- Task directions:
Copy all of the records below, substituting "single marker" for every occurrence of "single dot" and keeping everything else unchanged. Leave the pictures out of your copy.

- Entries provided:
▼

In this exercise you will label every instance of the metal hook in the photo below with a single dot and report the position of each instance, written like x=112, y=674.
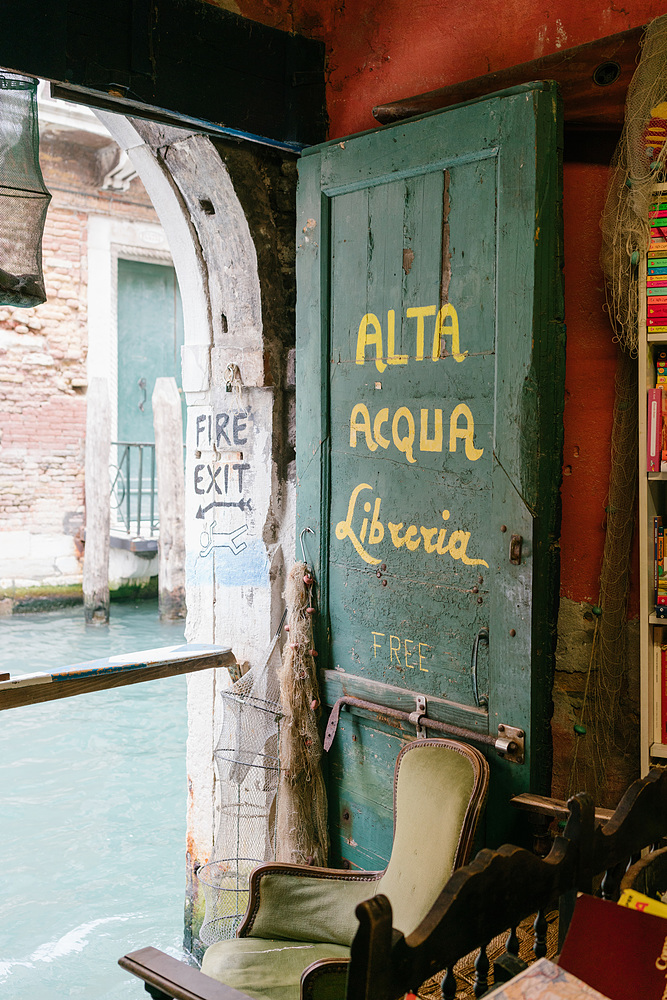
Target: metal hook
x=303, y=550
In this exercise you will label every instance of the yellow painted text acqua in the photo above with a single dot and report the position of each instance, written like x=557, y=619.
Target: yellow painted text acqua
x=403, y=429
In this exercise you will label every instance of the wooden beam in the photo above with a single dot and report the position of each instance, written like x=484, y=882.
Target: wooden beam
x=175, y=979
x=98, y=510
x=186, y=62
x=542, y=805
x=582, y=72
x=111, y=672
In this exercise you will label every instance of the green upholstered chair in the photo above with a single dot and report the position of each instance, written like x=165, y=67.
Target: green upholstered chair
x=296, y=934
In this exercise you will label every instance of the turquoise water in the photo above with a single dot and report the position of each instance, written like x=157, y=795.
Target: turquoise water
x=93, y=793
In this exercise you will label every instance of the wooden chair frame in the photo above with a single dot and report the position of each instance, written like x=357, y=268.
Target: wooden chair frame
x=491, y=895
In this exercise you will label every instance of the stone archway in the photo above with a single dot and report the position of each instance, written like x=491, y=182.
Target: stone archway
x=216, y=262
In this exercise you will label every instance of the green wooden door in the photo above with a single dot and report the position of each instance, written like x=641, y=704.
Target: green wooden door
x=150, y=337
x=430, y=365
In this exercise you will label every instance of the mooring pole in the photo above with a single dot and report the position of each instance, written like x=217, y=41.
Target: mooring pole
x=168, y=424
x=96, y=553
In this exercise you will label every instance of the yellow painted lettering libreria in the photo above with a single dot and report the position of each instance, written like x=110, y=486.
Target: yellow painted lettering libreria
x=409, y=432
x=364, y=529
x=445, y=339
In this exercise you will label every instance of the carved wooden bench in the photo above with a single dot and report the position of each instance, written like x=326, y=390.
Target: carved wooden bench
x=482, y=900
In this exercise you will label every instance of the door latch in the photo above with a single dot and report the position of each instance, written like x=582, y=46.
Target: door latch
x=511, y=744
x=416, y=716
x=481, y=700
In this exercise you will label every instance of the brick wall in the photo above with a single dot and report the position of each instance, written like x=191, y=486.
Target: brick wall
x=43, y=374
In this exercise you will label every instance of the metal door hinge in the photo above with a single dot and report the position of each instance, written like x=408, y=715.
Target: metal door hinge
x=516, y=541
x=416, y=716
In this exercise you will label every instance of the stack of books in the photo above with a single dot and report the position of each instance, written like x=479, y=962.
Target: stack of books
x=656, y=323
x=656, y=269
x=656, y=427
x=659, y=574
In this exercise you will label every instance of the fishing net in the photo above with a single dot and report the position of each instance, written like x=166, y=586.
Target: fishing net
x=638, y=163
x=23, y=196
x=606, y=725
x=303, y=836
x=248, y=766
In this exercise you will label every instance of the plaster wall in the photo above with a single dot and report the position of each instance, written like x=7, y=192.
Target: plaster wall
x=47, y=355
x=229, y=217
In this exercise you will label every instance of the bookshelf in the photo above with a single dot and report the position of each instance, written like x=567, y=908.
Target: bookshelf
x=652, y=503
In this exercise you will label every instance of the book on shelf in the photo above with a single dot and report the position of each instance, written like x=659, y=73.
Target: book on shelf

▲

- Solution for this task:
In this exercise you will label every instance of the metal hook in the photo below with a single marker and report the position of each instance, written like x=112, y=674.
Target: metal hook
x=303, y=550
In this exercise you will label every instance of the yellow painted text acqua in the photo above with a single marker and report the position of each instance, written like x=557, y=619.
Target: yellow painted text acqua
x=403, y=429
In this exercise you will label every instance of the wooden beam in the photo above with a single marker and report the position of each instance, written like x=484, y=882.
Target: wooden beam
x=175, y=979
x=98, y=510
x=186, y=62
x=542, y=805
x=582, y=72
x=111, y=672
In this exercise you will label every instance of the green upholstered chair in the photo above with a single marker and report the position of each instance, written like x=165, y=67.
Target: green upholstered chair
x=296, y=934
In this exercise you will label every instance of the turquoise water in the photo above with a single marker and report the position of each instance, written like x=157, y=795.
Target: turquoise water
x=93, y=793
In this exercise you will label every instance of the wooden chair frame in the photo above with a single marker and report the position of each instance, written like x=357, y=268.
Target: wooden chair frame
x=491, y=895
In this exercise you will label every instance of the stone archway in the photo above with a single marker and report the position of each instance, written like x=491, y=182.
Target: stone archway
x=216, y=262
In this exercise you will label every instance of the green wooden door in the photo above with a single marker and report the position of each instance, written like x=641, y=704.
Target: green wooden door
x=150, y=337
x=430, y=365
In this exercise you will label every instance of the mooring pole in the photo above with a single marker and report the position of each instance, written like x=217, y=41.
Target: mooring pole
x=168, y=424
x=96, y=553
In this exercise you will label every instance of the yellow painted lettering libreria in the photo above with a single marker and report the position of each instance, written like x=110, y=486.
Target: yellow painted lettering libreria
x=409, y=432
x=364, y=529
x=445, y=339
In this exercise you will label every instance of the carved wooden bench in the photo above with a single marker and report the position of each instance, written like x=326, y=390.
Target: carved wooden bench
x=482, y=900
In this exercise you will label every instance of the door latch in the photo above with a single marker and report the position of each instance, written like x=582, y=46.
Target: door latch
x=511, y=744
x=416, y=716
x=481, y=700
In this exercise you will label every instance of the brick wall in the photo above with a single marker and report the position of each instance, written like x=191, y=486.
Target: brick wall
x=43, y=374
In this exercise you will label every instance of the metal door hinge in the photo above with a single marker and report the position of each instance, written like x=408, y=715.
Target: metal door hinge
x=516, y=541
x=416, y=716
In this exercise you will label every instance of the stack of books in the photo above with a single marker and report the position of each instance, written like x=479, y=962.
Target: stack of books
x=656, y=323
x=656, y=269
x=656, y=427
x=659, y=574
In this exercise you will label every instance of the fishing net in the photo above with a single marker and report the position of each instance, written like x=166, y=586.
Target: fishing net
x=638, y=163
x=23, y=196
x=606, y=725
x=303, y=836
x=248, y=766
In this exercise you will label every instance of the plaster wall in the photo above with a single marker and report the position of each instance, written like x=7, y=192.
Target: plaster wall
x=47, y=355
x=229, y=217
In this exercise you will label every instance of the bookshelf in the photo above with a single marker and report the position of each instance, written like x=567, y=908.
Target: bookshelf
x=652, y=503
In this exercise you will label every instance of the book on shelf in the photo above with a single marker and report the position of each instance, written like x=659, y=73.
Target: book on shelf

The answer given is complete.